**EXCERPTED PASSAGE**:
* * * * * * * * *

Thank you for the effort you put in above, very much appreciated. In my previous thread I was asking why the RHS was left alone and you said no, I was referring to the RED section I marked and not after the equals sign, just in case we didn't meet on that idea.

There must be a mathematical reason why when multiplying through by 9 that the RED part is cancelled down instead of multiplying through, this was a part I was unclear about?

The other idea I am not fully clear on is that if you were to say as above, multiply through by 9 to clear the denominators, then if the RHS 17 x 9 = 153, and then the LHS starting at x^2 becomes 9x^2 + 54x + 81, then up to that point I understand, then the problem became that further along at 25x^2 this was not multiplied by 9, but the 9 was being used as a multiplier moving to the numerator position along the LHS, yet it is still in the denominator as a fraction and instead of multiplying it is now cancelled?

Now I admit that I have seen many examples of maths do this and I must admit that some areas of maths don't do this as this then leads to the incorrect solution, especially in some branches of engineering and science, so this has caused me some confusion also?

* * * * * * * * *

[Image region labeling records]
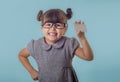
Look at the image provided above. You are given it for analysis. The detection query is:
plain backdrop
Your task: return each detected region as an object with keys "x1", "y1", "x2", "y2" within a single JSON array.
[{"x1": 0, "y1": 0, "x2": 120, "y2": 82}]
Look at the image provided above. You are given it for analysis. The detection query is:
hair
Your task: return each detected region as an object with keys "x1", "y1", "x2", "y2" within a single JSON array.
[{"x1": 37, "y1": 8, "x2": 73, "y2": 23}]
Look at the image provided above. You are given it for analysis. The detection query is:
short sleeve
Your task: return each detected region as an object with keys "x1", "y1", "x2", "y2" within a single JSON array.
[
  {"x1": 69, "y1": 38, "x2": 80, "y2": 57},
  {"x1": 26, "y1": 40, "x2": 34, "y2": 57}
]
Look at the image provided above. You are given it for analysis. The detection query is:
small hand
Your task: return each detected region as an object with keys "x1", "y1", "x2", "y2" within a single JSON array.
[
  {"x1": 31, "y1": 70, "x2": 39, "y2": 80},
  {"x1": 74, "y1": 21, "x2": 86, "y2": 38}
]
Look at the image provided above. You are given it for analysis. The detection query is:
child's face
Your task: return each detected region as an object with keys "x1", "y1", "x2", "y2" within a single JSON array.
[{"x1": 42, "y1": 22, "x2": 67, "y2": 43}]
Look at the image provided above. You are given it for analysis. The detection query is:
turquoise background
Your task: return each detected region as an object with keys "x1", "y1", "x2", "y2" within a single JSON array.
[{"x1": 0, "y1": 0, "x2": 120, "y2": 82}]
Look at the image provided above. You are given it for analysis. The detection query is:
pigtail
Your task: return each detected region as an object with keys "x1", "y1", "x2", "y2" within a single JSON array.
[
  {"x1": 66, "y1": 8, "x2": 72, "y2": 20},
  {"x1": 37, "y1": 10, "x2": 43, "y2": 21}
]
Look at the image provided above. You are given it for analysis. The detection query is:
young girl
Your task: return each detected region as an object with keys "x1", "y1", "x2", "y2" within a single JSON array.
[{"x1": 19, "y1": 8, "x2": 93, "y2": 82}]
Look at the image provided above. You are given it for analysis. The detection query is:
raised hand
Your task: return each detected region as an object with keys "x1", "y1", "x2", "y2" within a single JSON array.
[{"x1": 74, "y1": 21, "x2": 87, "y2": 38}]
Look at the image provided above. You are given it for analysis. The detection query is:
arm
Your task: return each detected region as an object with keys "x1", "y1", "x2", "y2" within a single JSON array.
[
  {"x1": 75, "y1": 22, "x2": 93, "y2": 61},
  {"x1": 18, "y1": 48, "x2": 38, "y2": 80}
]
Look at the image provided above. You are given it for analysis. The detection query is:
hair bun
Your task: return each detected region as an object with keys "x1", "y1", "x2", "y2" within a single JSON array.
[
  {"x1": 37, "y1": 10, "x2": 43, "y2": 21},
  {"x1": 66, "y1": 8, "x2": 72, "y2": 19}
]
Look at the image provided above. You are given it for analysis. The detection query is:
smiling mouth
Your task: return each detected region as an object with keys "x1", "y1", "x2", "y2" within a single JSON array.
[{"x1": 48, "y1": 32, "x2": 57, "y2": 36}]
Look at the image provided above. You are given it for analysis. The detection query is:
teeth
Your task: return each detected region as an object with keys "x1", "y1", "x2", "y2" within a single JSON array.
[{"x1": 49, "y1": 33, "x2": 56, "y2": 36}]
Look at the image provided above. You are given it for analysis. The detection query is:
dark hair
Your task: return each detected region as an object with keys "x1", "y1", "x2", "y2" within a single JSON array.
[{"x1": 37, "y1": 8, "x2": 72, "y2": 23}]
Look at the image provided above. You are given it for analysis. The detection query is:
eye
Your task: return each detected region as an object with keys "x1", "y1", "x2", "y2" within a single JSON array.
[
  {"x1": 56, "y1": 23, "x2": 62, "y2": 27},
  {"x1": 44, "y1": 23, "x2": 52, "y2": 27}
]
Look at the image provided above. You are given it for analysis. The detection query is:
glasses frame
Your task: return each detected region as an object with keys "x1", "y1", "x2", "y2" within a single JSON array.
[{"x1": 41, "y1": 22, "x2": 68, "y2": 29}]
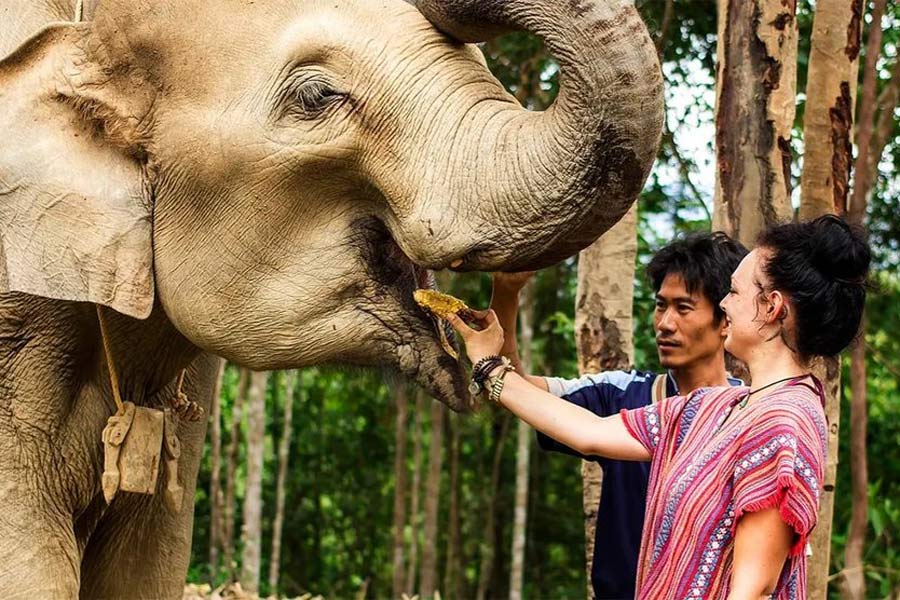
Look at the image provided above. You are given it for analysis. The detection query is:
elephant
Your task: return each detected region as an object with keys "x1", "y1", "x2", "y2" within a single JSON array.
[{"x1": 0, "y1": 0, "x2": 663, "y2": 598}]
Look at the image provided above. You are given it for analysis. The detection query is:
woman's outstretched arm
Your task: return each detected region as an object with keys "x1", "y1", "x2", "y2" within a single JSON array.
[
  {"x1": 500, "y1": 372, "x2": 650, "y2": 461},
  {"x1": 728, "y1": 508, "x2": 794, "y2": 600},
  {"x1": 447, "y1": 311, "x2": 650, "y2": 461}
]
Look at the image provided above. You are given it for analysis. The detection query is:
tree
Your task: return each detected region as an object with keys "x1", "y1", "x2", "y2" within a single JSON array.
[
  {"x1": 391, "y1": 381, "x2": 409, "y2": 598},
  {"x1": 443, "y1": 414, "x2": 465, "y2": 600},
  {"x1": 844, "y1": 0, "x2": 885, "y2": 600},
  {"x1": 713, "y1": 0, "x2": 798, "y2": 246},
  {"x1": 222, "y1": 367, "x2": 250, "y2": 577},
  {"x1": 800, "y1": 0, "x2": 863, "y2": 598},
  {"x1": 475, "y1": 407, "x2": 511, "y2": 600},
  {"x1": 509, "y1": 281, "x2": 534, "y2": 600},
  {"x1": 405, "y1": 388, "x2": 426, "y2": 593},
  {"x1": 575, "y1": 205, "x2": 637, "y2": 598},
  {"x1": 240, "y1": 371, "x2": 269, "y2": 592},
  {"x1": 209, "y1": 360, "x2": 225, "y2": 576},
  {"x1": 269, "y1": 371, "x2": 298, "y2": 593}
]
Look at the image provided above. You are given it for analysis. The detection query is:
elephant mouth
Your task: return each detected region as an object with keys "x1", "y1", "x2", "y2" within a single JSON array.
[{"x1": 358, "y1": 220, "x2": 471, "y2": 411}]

* * * * * * * * *

**REQUIRED WORK**: Carry on the forum post about multiplying through by 9 to clear denominators, starting right after its final sentence.

**RESPONSE**:
I don't know what to put it down to, either lack of experience, training or tutors and materials not explaining the course correctly I don't know?

I know the course material does not give worked examples and does not give solutions to work to for a guide, so the questions asked based on the written material you would soon loose sight of where you are suppose to be heading, some of the material is like the blind leading the blind, which is why I ask so many questions because the material is not very well written.

 

[Probability]

9x^2 + 54x + 81 + 25x^2/9 - 20x/9 + 4/9 = 153
Incorrect; should be:
9x^2 + 54x + 81 + 25x^2 - 20x + 4 = 153

Like, 20x/9 * 9 = 20x.

Perhaps you needed another coffee

Thanks Denis, I think I confused myself when I said 3 x 3 = 9, but then wrote 25x^2/9 - 20x/9 + 4/9.

Somehow I forgot that I had only got one 9?

So when I multiply through by the ONLY ONE 9 I got then I end up with;

9x^2 + 54x + 81 + 25x^2 - 20x + 4 = 153

I see it OK now but in the interim of confusing myself and trying to learn it
:shock:

Glad I think I understand now:smile:

 

[lookagain]

\(\displaystyle \dfrac{9}{1}\bigg(\dfrac{25x^2}{9}\bigg) \ = \ \dfrac{9(25x^2)}{9} \ = \ 25x^2.\)

Probability,

what was my motivation for writing the product above this way?


I wanted it to be clear that \(\displaystyle 9\bigg(\dfrac{25x^2}{9}\bigg) \ \ne \ \dfrac{25x^2}{9(9)}, \ \ \)

or that \(\displaystyle 9\bigg(\dfrac{25x^2}{9}\bigg) \ \ne \ \dfrac{9(25x^2)}{9(9)}.\)